__Entries__:
****************************************

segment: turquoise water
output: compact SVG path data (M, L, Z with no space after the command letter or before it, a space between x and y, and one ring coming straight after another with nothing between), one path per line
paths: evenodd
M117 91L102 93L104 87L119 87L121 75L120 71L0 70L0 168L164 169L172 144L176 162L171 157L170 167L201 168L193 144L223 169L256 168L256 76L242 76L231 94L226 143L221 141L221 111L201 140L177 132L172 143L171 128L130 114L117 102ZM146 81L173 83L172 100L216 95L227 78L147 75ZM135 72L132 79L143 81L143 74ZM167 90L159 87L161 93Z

****************************************

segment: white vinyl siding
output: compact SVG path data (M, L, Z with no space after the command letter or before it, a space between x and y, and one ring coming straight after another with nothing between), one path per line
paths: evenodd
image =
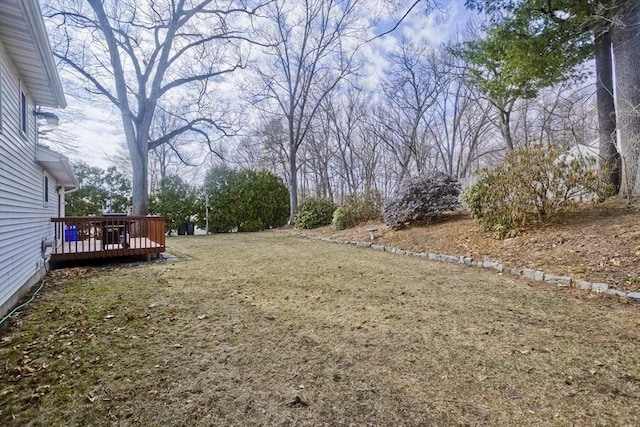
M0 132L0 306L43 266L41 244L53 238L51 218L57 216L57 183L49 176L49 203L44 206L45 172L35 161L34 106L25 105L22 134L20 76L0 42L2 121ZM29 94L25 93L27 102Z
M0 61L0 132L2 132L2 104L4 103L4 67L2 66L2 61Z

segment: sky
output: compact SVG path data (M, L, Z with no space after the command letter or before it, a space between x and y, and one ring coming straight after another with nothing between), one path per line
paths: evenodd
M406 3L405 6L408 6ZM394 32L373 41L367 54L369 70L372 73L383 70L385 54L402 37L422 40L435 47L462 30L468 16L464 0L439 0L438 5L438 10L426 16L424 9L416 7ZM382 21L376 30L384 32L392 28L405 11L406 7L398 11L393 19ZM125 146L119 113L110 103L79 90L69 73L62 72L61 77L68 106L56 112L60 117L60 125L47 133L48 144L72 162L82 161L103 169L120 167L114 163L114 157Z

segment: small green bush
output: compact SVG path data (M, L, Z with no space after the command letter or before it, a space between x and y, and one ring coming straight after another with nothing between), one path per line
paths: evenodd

****************************************

__Task prompt__: Recast the data from the line with "segment: turquoise water" to the line with "M117 91L102 93L104" as a two-column CSV headed instruction and response. Give one row per answer, with the text before it under instruction and the answer under response, each in a single quoted field with line breaks replaced by spaces.

__Answer to the problem__:
instruction,response
"segment: turquoise water output: compact SVG path data (M, L, Z with no space after the command letter or before it, a space between x and y, and one ring coming straight after another with nothing between), one path per line paths: evenodd","M117 91L102 93L104 87L119 87L121 75L120 71L0 70L0 168L164 169L172 144L176 162L171 157L170 167L201 168L193 144L223 169L256 168L256 76L242 76L231 94L226 143L221 141L221 111L201 140L177 132L172 143L171 128L130 114L117 102ZM146 81L173 83L172 100L216 95L227 78L147 75ZM135 72L132 79L143 81L143 74ZM167 90L159 87L161 93Z"